[RECORDS]

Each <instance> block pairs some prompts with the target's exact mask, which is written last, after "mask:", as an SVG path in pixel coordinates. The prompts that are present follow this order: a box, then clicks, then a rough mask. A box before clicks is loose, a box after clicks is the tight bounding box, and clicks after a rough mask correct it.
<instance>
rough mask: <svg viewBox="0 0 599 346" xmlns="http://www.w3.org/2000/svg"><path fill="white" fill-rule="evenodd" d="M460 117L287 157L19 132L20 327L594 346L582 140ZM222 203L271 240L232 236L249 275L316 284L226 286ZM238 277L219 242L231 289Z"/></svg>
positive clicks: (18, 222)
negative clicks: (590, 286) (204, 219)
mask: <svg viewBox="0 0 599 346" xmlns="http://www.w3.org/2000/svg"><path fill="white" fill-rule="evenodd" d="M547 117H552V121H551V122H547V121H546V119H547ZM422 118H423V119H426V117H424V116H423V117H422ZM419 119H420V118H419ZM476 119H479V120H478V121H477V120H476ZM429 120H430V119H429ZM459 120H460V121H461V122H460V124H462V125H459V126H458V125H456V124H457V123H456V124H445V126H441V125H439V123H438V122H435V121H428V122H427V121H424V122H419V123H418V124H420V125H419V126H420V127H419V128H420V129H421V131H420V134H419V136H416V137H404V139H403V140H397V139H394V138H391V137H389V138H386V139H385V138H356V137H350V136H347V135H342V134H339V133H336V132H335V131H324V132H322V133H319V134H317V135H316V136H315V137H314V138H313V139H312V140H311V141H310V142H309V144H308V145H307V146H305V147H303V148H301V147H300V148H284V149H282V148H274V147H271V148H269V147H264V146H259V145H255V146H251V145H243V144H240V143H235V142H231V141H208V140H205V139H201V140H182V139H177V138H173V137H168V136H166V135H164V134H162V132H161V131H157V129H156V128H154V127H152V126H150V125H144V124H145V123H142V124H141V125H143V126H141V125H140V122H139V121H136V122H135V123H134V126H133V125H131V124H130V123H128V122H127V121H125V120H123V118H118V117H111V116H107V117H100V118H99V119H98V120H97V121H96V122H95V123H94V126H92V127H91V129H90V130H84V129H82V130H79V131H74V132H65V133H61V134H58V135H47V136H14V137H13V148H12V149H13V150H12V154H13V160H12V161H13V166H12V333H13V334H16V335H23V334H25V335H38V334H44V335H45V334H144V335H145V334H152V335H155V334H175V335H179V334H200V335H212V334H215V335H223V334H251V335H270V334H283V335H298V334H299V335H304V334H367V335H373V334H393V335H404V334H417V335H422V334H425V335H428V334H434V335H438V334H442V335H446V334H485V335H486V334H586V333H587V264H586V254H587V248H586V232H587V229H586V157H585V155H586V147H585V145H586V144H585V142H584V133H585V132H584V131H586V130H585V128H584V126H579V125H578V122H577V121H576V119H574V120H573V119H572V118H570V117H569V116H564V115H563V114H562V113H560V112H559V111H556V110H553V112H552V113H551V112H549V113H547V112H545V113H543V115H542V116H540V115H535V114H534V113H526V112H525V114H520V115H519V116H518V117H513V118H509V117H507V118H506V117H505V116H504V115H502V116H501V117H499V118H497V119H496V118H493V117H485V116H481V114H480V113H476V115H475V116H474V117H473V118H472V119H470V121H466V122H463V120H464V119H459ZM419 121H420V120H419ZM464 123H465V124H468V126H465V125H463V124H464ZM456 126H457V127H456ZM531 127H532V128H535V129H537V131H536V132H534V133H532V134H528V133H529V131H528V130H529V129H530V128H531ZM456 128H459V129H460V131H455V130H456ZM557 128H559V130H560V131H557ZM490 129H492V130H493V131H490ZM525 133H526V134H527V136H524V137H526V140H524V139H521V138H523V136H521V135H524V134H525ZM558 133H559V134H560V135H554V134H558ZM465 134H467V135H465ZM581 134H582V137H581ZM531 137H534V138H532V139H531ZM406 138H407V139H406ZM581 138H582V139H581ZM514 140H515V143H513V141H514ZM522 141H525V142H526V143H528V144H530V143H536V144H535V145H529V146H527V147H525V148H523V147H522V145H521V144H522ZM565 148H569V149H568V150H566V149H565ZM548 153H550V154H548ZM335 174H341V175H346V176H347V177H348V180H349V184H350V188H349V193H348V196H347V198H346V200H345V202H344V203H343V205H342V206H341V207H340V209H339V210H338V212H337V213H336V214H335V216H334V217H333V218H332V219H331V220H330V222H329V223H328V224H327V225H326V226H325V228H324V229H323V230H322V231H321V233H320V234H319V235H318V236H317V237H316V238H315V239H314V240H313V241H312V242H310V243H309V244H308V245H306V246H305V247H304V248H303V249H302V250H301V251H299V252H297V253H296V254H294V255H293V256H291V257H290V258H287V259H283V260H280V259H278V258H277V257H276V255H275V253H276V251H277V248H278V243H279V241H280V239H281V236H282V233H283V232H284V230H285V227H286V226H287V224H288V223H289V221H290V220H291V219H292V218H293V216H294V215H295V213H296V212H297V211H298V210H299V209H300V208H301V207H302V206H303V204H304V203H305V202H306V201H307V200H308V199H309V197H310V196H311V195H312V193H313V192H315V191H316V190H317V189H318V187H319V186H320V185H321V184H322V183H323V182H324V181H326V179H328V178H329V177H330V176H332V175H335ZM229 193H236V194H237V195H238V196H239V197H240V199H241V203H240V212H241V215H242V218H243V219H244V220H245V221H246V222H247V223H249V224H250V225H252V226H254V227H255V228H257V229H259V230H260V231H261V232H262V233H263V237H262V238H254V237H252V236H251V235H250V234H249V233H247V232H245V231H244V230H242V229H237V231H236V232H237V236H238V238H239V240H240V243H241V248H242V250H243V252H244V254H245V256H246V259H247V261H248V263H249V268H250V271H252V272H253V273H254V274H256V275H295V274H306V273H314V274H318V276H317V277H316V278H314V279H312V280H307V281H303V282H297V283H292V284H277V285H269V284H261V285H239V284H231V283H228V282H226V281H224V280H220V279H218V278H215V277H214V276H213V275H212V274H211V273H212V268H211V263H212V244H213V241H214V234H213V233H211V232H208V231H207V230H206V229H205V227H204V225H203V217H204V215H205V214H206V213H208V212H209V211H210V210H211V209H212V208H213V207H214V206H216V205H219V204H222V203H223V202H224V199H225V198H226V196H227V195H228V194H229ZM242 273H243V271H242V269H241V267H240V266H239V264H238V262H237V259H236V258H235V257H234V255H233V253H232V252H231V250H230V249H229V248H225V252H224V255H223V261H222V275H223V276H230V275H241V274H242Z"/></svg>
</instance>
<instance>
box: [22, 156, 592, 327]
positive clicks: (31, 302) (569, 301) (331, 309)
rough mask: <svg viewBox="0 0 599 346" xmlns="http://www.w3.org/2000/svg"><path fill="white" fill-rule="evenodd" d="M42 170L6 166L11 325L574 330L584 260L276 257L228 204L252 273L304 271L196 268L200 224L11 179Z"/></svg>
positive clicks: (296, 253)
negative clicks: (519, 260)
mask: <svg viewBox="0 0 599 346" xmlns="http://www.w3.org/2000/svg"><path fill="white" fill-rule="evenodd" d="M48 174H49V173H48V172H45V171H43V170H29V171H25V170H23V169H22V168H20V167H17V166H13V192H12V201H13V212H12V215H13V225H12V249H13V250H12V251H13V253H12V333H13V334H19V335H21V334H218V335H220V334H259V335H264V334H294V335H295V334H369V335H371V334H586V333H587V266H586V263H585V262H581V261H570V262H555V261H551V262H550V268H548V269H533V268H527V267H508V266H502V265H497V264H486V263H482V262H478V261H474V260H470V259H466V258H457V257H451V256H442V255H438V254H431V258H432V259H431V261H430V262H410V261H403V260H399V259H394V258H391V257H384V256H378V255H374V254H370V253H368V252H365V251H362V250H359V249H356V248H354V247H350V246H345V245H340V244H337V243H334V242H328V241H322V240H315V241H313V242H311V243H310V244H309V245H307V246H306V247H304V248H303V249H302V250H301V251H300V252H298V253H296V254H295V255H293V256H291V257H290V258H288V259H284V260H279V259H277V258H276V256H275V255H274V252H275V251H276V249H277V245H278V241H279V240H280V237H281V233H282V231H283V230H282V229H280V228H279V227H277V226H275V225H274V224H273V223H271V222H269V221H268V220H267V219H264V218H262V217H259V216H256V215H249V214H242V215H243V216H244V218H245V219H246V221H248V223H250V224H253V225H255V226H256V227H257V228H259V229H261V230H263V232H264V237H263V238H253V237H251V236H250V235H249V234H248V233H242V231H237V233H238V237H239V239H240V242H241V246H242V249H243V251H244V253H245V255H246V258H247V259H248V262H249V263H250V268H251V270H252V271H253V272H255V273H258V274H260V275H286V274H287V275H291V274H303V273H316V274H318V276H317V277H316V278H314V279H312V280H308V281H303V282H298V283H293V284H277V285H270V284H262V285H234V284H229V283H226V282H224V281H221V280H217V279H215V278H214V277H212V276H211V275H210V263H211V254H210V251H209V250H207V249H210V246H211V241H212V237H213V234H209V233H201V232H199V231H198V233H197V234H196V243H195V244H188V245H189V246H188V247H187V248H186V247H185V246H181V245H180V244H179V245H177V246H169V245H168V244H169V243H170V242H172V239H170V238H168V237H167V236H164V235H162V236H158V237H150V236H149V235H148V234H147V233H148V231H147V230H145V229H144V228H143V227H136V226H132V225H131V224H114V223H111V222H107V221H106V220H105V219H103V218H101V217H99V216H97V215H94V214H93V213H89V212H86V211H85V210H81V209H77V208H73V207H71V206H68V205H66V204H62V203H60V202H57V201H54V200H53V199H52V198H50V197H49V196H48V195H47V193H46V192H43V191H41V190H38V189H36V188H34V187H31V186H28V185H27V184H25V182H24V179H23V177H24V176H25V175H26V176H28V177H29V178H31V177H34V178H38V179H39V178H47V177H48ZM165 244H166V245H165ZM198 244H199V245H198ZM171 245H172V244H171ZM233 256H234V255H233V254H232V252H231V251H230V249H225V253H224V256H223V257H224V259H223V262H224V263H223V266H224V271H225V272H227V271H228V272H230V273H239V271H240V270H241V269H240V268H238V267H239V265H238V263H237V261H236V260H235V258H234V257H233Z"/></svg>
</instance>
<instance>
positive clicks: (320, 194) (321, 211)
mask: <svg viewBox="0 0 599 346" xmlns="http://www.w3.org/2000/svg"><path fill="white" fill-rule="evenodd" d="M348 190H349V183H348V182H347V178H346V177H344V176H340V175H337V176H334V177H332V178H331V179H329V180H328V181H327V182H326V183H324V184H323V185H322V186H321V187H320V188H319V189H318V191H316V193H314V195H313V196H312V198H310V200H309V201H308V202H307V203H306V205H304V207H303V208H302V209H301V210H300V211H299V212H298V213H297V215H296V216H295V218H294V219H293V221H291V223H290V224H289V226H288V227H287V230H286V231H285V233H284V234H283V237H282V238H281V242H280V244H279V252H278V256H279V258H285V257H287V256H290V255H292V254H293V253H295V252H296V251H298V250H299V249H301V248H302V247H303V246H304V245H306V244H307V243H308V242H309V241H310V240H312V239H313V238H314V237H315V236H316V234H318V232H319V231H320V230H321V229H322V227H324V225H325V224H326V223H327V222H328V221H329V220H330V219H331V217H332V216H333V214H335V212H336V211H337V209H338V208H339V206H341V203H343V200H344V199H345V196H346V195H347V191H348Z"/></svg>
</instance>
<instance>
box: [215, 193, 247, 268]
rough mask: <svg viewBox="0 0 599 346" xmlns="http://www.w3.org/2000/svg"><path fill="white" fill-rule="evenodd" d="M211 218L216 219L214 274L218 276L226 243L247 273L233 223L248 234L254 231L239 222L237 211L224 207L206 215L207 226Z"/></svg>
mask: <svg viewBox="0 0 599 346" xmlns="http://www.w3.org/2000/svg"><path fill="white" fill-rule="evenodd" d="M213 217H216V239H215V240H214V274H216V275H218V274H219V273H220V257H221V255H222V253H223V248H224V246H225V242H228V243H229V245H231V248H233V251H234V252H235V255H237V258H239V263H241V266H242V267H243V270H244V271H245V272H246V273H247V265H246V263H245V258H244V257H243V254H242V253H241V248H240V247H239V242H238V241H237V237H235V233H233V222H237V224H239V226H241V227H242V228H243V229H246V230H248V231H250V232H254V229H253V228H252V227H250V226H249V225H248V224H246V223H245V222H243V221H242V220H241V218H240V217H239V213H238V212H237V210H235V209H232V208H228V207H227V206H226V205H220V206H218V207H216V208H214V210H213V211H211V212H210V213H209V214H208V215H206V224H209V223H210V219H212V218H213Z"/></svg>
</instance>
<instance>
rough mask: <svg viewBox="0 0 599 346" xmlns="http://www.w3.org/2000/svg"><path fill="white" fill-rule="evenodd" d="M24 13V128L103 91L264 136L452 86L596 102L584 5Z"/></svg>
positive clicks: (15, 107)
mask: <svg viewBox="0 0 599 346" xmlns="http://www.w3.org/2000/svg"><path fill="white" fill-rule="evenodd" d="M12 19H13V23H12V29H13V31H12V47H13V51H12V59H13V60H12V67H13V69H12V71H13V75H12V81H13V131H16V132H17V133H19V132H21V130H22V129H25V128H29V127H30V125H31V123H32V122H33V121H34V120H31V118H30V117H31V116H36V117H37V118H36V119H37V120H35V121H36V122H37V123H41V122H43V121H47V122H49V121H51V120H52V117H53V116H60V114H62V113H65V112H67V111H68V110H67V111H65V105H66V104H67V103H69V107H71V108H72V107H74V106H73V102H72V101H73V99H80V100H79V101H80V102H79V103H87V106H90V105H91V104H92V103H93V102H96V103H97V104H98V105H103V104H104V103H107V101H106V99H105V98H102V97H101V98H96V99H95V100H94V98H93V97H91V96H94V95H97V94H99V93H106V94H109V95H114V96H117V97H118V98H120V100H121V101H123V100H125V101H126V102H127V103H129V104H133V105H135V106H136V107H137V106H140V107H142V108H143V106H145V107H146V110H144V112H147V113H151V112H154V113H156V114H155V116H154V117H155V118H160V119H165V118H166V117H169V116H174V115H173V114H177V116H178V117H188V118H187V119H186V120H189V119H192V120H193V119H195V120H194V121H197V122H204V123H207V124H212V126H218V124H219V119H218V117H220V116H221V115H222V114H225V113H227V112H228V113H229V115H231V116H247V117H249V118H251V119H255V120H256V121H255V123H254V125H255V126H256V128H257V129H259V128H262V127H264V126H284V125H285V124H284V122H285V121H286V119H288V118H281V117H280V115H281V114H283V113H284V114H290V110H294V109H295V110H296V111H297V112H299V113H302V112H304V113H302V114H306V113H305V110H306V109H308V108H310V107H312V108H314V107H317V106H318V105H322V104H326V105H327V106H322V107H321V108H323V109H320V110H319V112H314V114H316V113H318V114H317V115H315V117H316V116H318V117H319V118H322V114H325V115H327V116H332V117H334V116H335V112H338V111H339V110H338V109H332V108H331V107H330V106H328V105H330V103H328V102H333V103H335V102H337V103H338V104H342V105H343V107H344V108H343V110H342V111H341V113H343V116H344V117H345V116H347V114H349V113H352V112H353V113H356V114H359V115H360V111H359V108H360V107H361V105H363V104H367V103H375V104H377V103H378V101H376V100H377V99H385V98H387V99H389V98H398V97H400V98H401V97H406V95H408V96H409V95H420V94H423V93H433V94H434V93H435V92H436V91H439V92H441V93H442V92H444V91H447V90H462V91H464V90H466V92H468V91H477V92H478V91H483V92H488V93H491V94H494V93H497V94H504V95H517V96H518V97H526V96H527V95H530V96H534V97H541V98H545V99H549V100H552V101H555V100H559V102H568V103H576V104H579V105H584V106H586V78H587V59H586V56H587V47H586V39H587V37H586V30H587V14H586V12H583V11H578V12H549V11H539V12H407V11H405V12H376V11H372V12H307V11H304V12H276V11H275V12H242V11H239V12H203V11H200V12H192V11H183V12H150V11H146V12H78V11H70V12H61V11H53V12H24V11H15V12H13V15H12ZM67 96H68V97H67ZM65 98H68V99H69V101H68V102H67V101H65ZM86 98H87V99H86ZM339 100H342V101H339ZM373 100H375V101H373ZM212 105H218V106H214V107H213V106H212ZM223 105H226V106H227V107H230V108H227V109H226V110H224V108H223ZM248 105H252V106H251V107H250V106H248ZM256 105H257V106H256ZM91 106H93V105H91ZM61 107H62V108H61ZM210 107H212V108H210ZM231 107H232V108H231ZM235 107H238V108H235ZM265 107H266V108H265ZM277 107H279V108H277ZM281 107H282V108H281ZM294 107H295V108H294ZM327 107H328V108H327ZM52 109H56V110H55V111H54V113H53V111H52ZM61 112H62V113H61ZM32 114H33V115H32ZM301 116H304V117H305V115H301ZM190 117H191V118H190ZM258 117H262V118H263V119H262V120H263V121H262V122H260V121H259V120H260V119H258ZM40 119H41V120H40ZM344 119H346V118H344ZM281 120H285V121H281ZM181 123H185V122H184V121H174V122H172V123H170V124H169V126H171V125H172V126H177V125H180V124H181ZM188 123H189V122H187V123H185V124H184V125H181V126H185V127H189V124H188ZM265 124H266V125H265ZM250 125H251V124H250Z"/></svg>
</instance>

[/RECORDS]

[YOUR TASK]: Where a line above contains the string "clicks", tally it, then give the number alone.

[THE COMPLETED TASK]: 8